Data to process =
------------

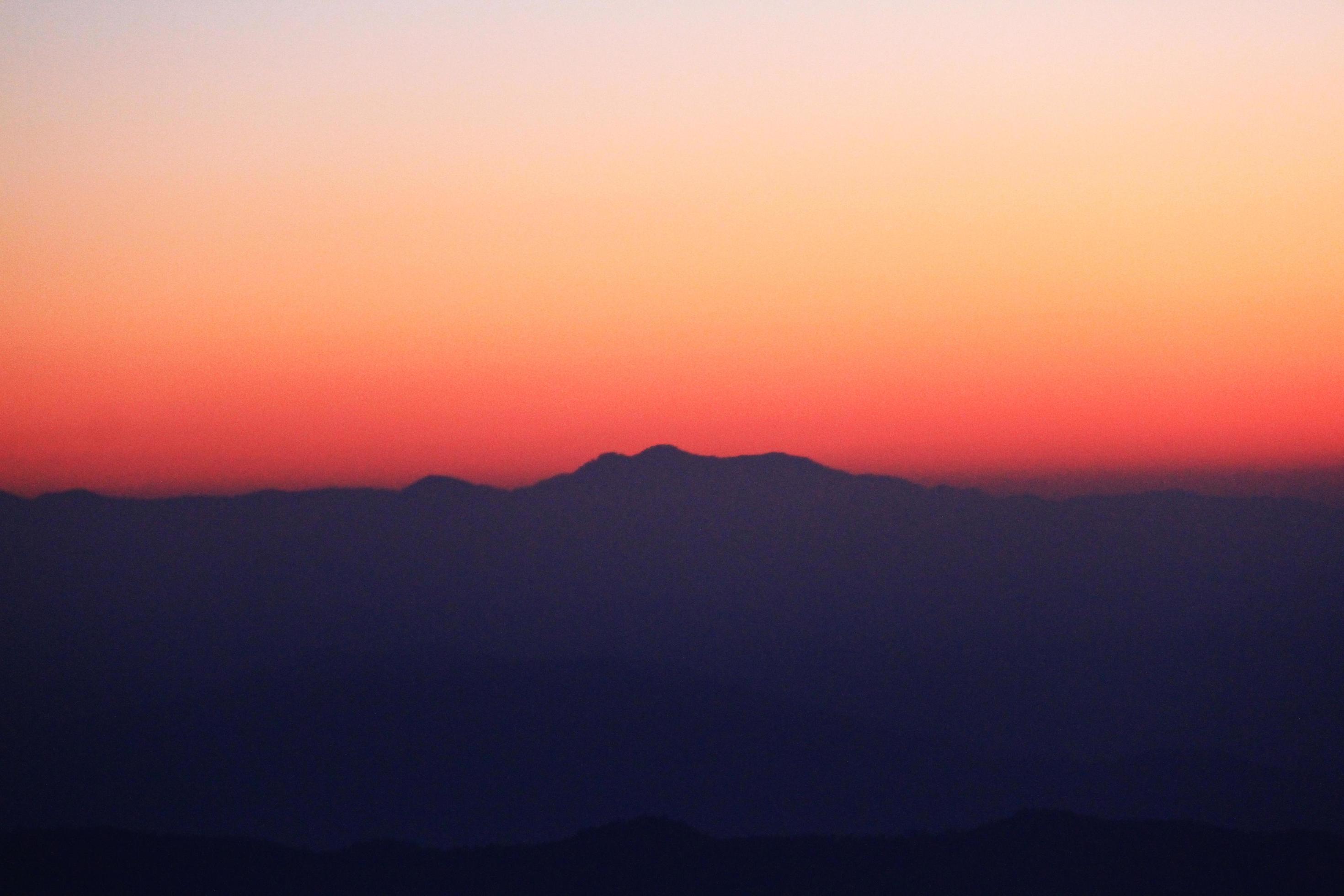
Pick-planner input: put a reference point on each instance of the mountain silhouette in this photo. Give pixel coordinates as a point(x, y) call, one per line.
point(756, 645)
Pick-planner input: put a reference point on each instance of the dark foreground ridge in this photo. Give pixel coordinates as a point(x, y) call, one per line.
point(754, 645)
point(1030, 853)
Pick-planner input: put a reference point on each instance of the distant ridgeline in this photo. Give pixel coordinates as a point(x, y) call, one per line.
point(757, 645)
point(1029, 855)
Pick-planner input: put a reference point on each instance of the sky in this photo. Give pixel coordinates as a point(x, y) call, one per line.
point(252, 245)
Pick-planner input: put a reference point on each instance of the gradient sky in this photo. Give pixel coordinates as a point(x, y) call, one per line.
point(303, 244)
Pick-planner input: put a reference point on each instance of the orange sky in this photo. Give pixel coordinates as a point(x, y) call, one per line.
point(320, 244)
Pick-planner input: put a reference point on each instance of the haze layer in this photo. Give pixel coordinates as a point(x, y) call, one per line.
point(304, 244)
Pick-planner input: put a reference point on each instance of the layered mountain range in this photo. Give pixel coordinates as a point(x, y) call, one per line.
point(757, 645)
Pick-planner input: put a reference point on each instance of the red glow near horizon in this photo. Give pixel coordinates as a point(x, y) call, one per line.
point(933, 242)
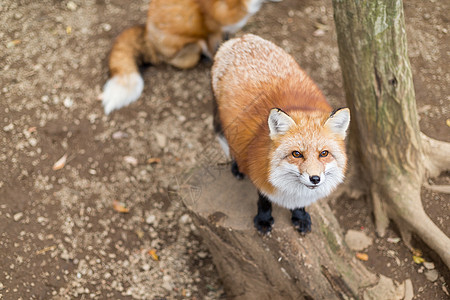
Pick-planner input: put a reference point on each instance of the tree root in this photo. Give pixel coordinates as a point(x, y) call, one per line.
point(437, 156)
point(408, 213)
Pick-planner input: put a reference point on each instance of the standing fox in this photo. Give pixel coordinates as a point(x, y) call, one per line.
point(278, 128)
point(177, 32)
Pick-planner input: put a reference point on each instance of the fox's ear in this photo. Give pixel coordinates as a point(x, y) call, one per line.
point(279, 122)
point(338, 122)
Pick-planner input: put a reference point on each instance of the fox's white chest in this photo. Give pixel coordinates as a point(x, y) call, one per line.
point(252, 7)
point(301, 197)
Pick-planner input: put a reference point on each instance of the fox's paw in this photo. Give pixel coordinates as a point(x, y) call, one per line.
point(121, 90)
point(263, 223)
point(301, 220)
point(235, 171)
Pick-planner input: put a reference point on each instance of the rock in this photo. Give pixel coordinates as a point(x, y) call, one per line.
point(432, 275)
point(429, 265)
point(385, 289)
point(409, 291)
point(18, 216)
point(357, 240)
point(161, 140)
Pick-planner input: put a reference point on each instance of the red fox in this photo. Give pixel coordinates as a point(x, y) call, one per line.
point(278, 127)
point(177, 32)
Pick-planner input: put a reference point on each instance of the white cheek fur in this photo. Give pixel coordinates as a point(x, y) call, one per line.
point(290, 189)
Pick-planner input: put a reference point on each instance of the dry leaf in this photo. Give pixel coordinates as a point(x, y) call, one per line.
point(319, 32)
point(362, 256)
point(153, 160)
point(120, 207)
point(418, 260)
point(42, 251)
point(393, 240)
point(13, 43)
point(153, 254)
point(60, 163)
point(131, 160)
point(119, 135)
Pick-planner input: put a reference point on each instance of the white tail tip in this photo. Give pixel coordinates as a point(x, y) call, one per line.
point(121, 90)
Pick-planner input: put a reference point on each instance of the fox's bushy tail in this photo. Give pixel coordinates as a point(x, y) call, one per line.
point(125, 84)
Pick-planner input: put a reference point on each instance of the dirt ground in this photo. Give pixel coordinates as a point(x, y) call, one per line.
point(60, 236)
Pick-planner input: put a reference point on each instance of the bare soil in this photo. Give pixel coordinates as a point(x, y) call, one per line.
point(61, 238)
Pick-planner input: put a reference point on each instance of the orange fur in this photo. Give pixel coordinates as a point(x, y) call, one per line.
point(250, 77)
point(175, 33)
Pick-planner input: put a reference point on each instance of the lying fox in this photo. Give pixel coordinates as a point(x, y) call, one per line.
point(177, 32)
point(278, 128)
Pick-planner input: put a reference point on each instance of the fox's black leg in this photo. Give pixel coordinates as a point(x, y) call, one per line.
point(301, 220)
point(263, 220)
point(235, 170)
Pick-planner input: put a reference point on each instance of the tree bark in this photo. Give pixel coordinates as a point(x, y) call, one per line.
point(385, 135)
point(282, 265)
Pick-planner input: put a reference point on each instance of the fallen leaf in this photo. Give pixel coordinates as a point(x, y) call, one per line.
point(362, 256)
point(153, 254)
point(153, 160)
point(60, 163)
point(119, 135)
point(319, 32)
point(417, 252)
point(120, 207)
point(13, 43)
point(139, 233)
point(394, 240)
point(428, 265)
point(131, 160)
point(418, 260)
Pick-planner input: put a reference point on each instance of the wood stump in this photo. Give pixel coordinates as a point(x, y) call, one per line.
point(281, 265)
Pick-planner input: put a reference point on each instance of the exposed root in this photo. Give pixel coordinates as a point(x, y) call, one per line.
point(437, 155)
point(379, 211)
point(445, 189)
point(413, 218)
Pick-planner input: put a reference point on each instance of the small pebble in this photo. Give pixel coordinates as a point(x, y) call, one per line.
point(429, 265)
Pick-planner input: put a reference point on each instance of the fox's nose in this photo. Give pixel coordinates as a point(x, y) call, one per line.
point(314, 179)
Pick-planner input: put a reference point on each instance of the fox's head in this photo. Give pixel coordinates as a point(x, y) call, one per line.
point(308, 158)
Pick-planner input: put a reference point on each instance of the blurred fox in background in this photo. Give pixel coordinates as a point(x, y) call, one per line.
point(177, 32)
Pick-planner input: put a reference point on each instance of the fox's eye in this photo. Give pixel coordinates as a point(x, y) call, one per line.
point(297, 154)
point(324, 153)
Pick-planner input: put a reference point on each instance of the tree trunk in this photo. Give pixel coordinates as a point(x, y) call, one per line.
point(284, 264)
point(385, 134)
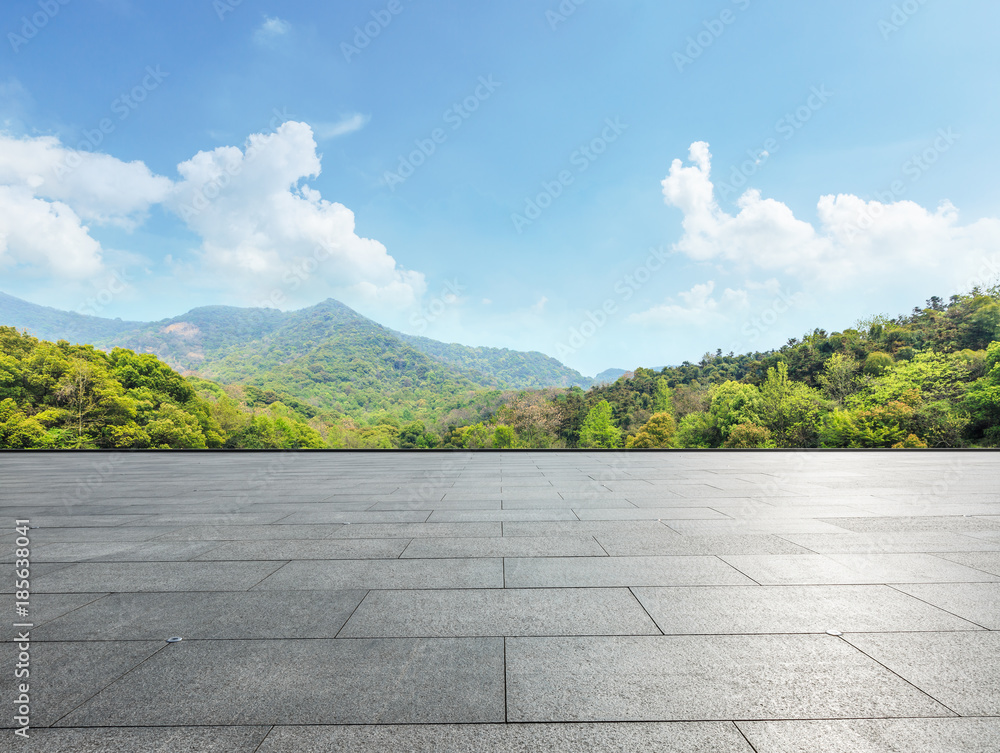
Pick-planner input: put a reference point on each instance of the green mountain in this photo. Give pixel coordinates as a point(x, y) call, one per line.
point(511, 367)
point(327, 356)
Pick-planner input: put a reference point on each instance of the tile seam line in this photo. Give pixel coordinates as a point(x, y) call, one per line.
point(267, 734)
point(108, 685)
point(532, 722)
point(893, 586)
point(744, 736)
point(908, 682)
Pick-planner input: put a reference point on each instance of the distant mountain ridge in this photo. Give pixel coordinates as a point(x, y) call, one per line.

------------

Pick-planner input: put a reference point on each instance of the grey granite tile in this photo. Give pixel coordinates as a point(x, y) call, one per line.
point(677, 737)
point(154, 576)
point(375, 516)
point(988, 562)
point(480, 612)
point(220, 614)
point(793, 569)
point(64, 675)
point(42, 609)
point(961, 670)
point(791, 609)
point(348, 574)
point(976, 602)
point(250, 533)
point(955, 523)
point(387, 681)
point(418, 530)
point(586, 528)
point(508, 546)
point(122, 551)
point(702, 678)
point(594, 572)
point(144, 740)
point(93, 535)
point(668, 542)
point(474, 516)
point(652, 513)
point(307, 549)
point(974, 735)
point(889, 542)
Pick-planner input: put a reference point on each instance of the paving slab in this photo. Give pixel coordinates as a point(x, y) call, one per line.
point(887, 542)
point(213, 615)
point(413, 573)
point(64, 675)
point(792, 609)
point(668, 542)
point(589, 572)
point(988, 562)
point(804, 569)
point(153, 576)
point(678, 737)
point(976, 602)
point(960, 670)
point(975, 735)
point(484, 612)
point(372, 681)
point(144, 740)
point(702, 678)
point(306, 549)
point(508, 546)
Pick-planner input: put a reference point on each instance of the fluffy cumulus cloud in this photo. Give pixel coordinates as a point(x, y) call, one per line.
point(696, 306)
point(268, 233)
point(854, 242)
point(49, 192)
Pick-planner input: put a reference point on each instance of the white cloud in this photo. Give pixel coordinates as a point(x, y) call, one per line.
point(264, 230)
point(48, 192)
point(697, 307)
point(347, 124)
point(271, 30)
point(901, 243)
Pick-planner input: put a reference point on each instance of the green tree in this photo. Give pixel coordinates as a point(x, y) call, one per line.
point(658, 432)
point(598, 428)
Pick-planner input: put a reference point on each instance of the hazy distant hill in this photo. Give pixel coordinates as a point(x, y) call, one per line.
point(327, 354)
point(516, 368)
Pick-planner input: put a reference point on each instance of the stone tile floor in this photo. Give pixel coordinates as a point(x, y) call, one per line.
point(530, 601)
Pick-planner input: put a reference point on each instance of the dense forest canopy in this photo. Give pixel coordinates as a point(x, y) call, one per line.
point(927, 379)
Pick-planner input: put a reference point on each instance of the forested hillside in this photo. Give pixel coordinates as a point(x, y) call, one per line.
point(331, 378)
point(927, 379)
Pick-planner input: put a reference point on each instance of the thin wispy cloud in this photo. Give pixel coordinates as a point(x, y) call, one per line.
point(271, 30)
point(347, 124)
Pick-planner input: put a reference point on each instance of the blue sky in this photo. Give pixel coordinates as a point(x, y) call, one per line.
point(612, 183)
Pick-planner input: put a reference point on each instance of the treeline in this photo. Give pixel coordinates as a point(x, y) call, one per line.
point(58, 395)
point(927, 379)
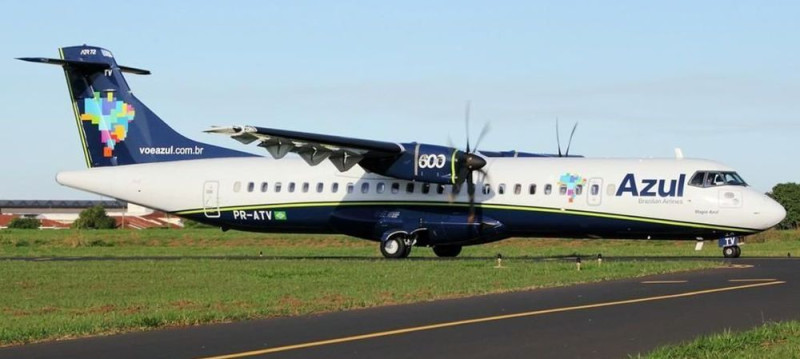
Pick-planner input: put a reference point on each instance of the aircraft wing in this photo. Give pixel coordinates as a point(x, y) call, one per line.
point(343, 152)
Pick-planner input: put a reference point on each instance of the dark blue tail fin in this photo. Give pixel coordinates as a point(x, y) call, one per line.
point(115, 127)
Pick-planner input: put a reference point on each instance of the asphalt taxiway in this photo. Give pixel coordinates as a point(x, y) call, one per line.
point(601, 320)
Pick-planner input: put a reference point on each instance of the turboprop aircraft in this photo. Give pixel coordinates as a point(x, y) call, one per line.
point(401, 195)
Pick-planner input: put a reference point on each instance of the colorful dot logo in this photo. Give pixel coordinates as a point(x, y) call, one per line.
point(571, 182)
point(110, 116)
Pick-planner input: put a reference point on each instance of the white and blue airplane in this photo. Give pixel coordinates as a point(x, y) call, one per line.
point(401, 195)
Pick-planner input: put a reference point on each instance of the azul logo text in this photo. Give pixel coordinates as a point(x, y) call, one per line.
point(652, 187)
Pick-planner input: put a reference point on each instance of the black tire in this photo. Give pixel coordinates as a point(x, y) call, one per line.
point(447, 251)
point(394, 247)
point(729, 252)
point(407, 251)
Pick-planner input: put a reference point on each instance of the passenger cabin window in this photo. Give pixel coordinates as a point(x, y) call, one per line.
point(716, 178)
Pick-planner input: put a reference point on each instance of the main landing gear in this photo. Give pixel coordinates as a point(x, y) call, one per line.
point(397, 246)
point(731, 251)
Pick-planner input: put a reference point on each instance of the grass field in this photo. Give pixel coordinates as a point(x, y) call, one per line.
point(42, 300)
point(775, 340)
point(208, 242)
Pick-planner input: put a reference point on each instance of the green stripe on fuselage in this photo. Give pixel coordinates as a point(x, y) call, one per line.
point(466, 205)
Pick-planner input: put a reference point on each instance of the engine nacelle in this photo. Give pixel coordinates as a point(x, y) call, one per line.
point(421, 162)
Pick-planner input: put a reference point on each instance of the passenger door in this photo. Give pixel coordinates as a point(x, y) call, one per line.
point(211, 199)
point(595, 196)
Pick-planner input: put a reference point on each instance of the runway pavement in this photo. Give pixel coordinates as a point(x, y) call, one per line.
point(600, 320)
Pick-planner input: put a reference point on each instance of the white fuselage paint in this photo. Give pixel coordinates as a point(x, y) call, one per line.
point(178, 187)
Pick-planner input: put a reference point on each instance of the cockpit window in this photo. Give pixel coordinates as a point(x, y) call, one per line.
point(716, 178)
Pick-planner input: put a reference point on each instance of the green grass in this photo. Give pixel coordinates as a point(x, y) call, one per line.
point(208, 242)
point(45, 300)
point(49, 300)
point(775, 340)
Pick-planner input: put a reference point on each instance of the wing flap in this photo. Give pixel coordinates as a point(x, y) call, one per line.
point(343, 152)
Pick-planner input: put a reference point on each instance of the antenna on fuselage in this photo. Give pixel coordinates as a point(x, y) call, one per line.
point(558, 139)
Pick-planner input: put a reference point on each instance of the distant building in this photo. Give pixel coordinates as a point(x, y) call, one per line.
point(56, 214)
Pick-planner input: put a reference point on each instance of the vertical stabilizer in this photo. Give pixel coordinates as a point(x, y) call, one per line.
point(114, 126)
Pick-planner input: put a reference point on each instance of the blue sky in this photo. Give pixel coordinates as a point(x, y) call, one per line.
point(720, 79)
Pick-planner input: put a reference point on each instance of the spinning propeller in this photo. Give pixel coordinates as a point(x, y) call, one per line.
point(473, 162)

------------

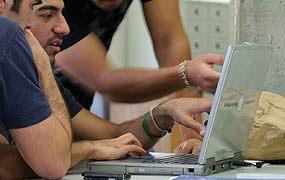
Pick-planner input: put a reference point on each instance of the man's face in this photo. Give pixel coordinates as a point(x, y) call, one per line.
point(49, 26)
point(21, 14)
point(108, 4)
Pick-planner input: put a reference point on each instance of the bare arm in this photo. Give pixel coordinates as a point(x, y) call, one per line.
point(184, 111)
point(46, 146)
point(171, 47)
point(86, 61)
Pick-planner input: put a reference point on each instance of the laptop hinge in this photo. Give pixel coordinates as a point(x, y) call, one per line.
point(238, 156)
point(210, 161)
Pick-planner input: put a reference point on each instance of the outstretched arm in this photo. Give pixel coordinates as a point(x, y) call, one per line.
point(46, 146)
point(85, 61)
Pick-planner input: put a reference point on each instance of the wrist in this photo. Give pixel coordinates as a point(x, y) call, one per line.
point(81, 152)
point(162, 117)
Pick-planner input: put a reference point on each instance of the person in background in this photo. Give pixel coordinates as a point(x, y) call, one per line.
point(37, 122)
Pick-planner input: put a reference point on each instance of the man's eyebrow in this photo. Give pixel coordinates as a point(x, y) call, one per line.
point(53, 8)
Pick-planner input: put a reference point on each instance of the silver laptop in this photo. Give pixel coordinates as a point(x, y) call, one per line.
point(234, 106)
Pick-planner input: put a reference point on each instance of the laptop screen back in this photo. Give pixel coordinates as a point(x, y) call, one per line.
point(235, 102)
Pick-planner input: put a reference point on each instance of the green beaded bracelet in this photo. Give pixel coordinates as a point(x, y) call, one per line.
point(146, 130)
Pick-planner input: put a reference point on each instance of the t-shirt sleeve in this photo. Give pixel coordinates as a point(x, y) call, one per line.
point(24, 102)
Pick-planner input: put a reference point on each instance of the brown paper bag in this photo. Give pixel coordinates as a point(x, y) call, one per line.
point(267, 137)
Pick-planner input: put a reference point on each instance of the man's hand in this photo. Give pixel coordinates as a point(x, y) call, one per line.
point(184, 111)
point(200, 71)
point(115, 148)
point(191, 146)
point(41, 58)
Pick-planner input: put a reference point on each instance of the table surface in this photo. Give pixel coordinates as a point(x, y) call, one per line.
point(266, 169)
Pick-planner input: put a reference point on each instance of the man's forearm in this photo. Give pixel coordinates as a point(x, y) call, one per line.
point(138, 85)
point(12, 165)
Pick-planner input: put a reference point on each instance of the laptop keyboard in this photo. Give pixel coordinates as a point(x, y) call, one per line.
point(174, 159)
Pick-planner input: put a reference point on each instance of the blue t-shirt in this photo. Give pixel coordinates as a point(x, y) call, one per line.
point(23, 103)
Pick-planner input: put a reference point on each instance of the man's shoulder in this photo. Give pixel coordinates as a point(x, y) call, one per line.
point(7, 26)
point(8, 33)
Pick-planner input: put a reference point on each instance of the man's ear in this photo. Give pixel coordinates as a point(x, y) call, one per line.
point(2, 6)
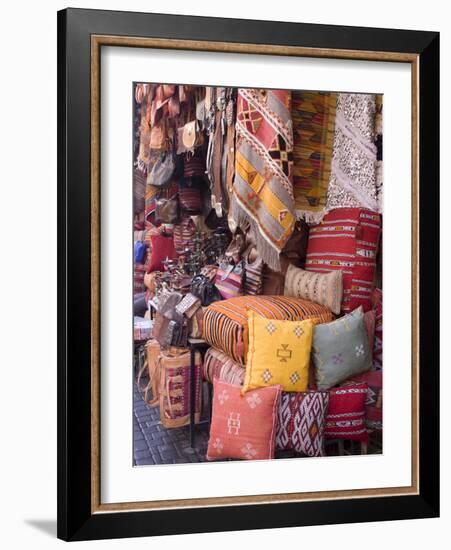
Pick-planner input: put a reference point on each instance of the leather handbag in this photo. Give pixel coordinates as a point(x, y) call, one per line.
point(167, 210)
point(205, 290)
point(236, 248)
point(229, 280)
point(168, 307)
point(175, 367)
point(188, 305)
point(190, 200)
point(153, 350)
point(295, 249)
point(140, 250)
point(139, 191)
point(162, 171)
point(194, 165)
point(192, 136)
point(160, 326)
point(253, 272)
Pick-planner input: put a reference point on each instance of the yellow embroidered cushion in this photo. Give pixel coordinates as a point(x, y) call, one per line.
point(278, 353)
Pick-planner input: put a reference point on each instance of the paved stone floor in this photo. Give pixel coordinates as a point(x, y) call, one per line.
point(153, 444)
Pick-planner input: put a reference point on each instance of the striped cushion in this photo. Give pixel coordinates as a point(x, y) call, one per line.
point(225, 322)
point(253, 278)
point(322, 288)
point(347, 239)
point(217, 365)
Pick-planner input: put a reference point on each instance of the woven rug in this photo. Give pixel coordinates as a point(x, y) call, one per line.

------------

Exercise requirements = Recast the records from the line holding "the distant building" through the line holding "point(720, 79)", both included, as a two-column CSV with the headers input and output. Give one row per record, with its text under input and its answer under output, each in a single quoted field with line breaks replaced by spaces.

Complete response =
input,output
"Pick-planner input: put a reference point on each instance of the distant building in this photo. Give pixel coordinates as a point(x, y) call, one per line.","point(56, 214)"
"Pick-planner input: put a reference point on each instance of the vertical stabilizer in this photo. Give pixel coordinates as a point(x, y) call, one per line.","point(114, 126)"
"Pick-planner input: put a reference point on each instance of the blue sky in this photo. Give pixel coordinates as a point(x, y) call, one per line.","point(720, 79)"